# Passage shown:
•••
RAPID Decision Framework

Bain & Company, 2001

A role-assignment tool that clarifies who Recommends, Agrees, Performs, Inputs, and Decides on each decision — ending the stalls that come from unclear ownership in small teams and collaborations.

// description

RAPID assigns clear roles to people involved in a decision: Recommend (who proposes the decision), Agree (who has formal sign-off authority or veto power), Perform (who implements the decision once made), Input (who provides information but does not decide), and Decide (who makes the final call). The framework eliminates the ambiguity that causes decisions to stall when everyone assumes someone else is responsible.

// history

Bain & Company developed RAPID as part of their decision effectiveness consulting practice. The framework was published in a 2001 Harvard Business Review article by Paul Rogers and Marcia Blenko titled "Who Has the D? How Clear Decision Roles Enhance Organizational Performance." Bain found that organisations with clear decision roles made faster, better decisions and had higher employee engagement.
•••
# Given data:
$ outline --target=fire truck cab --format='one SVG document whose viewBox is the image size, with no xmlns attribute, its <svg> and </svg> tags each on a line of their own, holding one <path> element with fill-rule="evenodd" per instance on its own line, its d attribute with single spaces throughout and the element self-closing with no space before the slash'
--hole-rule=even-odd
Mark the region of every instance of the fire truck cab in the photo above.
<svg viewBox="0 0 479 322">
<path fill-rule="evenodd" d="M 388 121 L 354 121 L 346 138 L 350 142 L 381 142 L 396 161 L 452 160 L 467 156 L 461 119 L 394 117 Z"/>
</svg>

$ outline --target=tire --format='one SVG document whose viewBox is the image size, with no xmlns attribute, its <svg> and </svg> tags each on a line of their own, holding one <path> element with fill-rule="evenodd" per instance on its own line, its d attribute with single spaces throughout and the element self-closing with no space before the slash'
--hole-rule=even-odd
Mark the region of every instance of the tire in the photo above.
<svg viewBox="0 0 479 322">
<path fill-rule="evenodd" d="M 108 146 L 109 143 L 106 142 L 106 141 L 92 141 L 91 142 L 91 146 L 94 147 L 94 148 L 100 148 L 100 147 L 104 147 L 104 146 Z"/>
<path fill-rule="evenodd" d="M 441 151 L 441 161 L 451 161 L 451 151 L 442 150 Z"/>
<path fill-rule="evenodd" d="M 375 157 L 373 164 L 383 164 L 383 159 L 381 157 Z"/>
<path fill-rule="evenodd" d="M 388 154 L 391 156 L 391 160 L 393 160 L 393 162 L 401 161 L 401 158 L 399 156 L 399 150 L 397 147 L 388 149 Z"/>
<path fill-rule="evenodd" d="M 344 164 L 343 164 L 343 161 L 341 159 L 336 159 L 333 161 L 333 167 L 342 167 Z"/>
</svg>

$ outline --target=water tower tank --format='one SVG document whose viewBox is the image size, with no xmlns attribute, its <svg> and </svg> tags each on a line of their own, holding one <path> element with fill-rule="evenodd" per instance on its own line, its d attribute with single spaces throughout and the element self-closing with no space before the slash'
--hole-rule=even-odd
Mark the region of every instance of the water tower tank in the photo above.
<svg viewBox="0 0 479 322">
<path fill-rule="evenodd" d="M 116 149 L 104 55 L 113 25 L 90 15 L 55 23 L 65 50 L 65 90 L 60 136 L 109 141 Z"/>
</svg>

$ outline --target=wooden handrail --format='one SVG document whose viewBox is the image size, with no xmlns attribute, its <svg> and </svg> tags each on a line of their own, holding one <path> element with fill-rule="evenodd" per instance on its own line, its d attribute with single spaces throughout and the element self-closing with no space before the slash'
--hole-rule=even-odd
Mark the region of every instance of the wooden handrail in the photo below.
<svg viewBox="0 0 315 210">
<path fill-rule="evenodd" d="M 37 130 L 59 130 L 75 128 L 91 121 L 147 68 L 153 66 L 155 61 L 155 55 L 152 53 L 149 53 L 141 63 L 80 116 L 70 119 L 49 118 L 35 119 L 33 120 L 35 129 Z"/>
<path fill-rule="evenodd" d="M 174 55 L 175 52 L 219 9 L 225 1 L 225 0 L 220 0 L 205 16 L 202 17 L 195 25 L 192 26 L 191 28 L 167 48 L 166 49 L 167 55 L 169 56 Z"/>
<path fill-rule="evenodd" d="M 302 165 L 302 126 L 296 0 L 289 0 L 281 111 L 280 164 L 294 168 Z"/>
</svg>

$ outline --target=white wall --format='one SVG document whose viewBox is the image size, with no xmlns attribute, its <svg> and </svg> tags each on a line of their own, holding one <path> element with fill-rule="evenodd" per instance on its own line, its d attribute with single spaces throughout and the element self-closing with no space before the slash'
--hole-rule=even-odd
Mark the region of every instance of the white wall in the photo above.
•••
# What to do:
Copy out the RAPID Decision Framework text in full, word for word. The items are separate material and have nothing to do with the text.

# Problem solution:
RAPID Decision Framework

Bain & Company, 2001

A role-assignment tool that clarifies who Recommends, Agrees, Performs, Inputs, and Decides on each decision — ending the stalls that come from unclear ownership in small teams and collaborations.

// description

RAPID assigns clear roles to people involved in a decision: Recommend (who proposes the decision), Agree (who has formal sign-off authority or veto power), Perform (who implements the decision once made), Input (who provides information but does not decide), and Decide (who makes the final call). The framework eliminates the ambiguity that causes decisions to stall when everyone assumes someone else is responsible.

// history

Bain & Company developed RAPID as part of their decision effectiveness consulting practice. The framework was published in a 2001 Harvard Business Review article by Paul Rogers and Marcia Blenko titled "Who Has the D? How Clear Decision Roles Enhance Organizational Performance." Bain found that organisations with clear decision roles made faster, better decisions and had higher employee engagement.